__Task description__: Quote each record exactly, please, leaving none out.

__Region segmentation data__:
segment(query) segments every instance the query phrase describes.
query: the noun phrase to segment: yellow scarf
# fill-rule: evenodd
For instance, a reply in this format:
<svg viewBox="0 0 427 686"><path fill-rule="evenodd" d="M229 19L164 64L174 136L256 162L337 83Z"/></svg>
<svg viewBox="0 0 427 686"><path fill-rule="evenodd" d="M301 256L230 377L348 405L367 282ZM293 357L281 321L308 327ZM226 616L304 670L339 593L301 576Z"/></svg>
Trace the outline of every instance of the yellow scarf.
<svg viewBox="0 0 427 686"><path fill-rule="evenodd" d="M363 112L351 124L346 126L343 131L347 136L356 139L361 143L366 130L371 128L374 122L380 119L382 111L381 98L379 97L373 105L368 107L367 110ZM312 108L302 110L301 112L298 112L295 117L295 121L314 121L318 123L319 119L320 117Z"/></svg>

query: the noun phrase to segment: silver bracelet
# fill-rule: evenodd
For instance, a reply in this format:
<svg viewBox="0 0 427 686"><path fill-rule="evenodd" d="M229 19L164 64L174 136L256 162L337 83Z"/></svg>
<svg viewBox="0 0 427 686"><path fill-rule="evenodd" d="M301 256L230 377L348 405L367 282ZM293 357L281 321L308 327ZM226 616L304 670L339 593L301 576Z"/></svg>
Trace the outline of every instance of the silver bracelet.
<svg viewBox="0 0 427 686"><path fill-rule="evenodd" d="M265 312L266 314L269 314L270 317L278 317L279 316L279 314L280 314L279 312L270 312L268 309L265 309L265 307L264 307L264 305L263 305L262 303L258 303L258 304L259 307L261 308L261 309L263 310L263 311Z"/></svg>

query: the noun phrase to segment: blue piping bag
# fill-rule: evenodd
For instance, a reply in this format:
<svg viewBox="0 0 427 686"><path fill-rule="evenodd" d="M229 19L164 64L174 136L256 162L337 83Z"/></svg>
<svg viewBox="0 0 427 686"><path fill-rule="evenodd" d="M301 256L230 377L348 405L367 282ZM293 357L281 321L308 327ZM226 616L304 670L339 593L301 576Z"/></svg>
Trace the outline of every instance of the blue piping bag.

__Answer__:
segment(query) segments every instance the query phrase describes.
query: the noun phrase to segment: yellow scarf
# fill-rule: evenodd
For instance, a reply in this format:
<svg viewBox="0 0 427 686"><path fill-rule="evenodd" d="M229 19L164 64L174 136L256 162L337 83Z"/></svg>
<svg viewBox="0 0 427 686"><path fill-rule="evenodd" d="M301 256L230 377L348 405L367 282ZM293 357L281 321L308 327ZM226 616L304 670L339 593L301 576Z"/></svg>
Trace the outline of every instance of the yellow scarf.
<svg viewBox="0 0 427 686"><path fill-rule="evenodd" d="M363 112L351 124L346 126L343 131L347 136L356 139L361 143L366 130L371 128L374 122L380 119L382 111L381 98L379 97L373 105L368 107L367 110ZM312 108L302 110L301 112L298 112L295 117L295 121L314 121L318 123L319 119L320 117Z"/></svg>

query: the noun phrase to segment: silver bracelet
# fill-rule: evenodd
For instance, a reply in this format:
<svg viewBox="0 0 427 686"><path fill-rule="evenodd" d="M229 19L164 64L174 136L256 162L337 83Z"/></svg>
<svg viewBox="0 0 427 686"><path fill-rule="evenodd" d="M301 256L230 377L348 405L367 282ZM293 357L281 321L308 327ZM226 616L304 670L339 593L301 576Z"/></svg>
Trace the outline of every instance of the silver bracelet.
<svg viewBox="0 0 427 686"><path fill-rule="evenodd" d="M265 312L266 314L269 314L270 317L278 317L279 316L279 314L280 314L279 312L270 312L268 309L265 309L265 307L264 307L264 305L263 305L262 303L258 303L258 304L259 307L261 308L261 309L263 310L263 311Z"/></svg>

query: the noun phrase to segment: blue piping bag
# fill-rule: evenodd
For instance, a reply in this format:
<svg viewBox="0 0 427 686"><path fill-rule="evenodd" d="M229 19L164 64L174 136L256 162L337 83Z"/></svg>
<svg viewBox="0 0 427 686"><path fill-rule="evenodd" d="M301 256L230 377L348 405L367 282ZM293 357L281 321L308 327ZM226 616L304 670L339 593L301 576Z"/></svg>
Trace the outline of every instance of the blue piping bag.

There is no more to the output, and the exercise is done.